GIVEN RECORDS ::
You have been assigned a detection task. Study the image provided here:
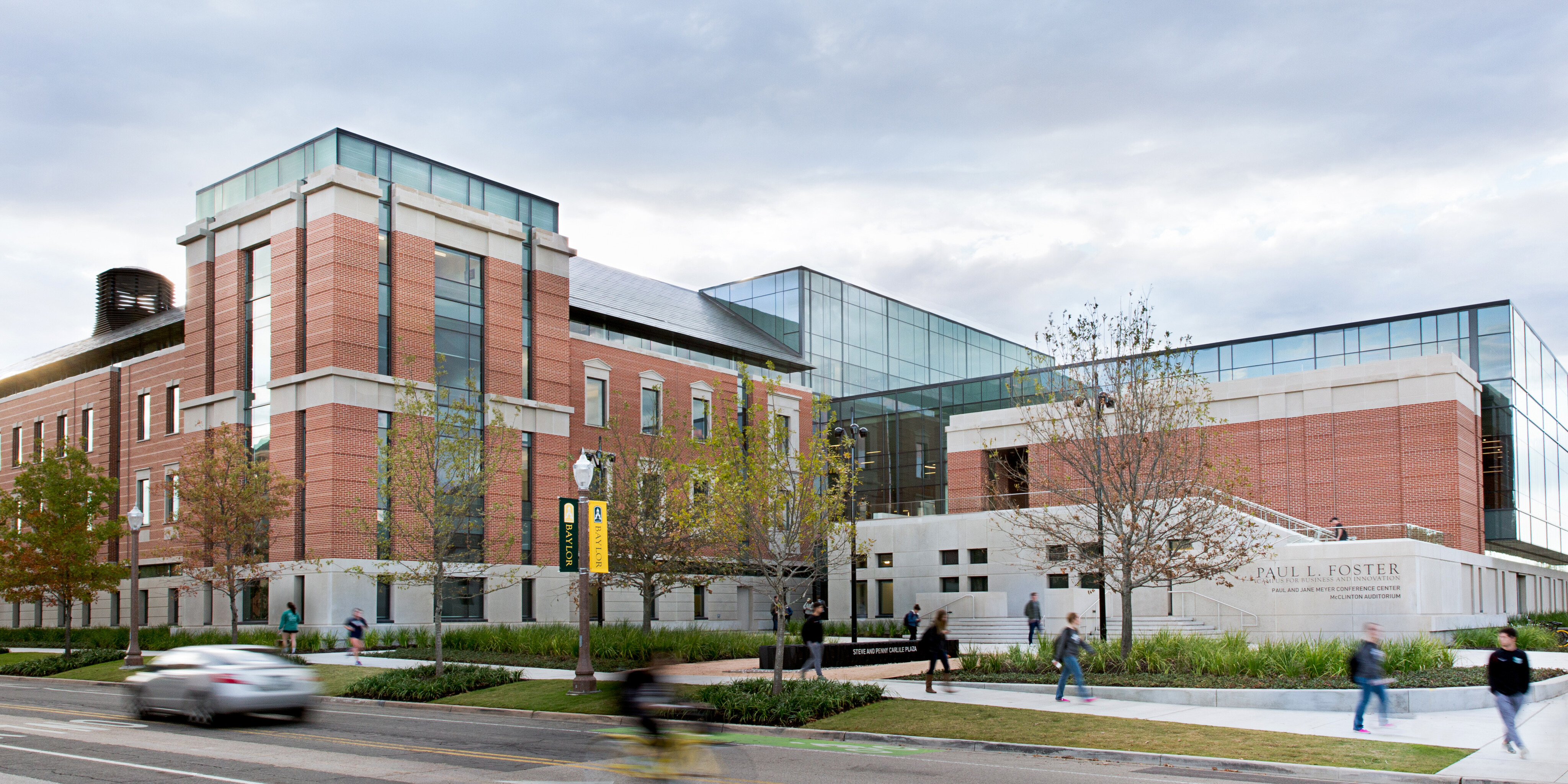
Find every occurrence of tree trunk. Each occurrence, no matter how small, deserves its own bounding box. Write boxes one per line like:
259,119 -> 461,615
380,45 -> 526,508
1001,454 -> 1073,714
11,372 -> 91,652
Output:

---

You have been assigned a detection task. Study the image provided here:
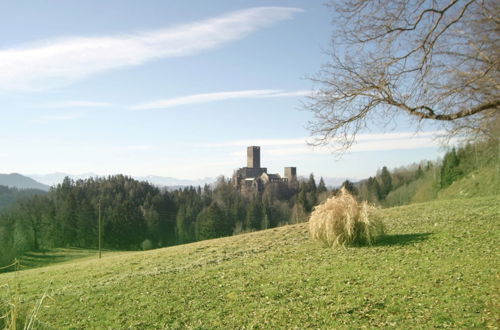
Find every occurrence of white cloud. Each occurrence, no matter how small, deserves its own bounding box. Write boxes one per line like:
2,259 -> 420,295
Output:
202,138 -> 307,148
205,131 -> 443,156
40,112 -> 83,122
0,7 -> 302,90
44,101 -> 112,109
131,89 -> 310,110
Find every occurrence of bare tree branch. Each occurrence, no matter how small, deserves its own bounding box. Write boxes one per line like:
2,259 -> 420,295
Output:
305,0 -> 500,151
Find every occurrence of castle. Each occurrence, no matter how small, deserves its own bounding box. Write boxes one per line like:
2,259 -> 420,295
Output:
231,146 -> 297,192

SHORT PROBLEM ::
Quote everything in the records from the line containing "Find every occurrence of castle." down to the line containing "231,146 -> 297,192", including both of those lines, character for character.

RESPONSE TO THE EXERCISE ::
Find every occurrence of castle. Each occurrence, no matter how small, deserves its own bounding box. Write boxes one per line like:
2,259 -> 420,295
Output:
231,146 -> 297,192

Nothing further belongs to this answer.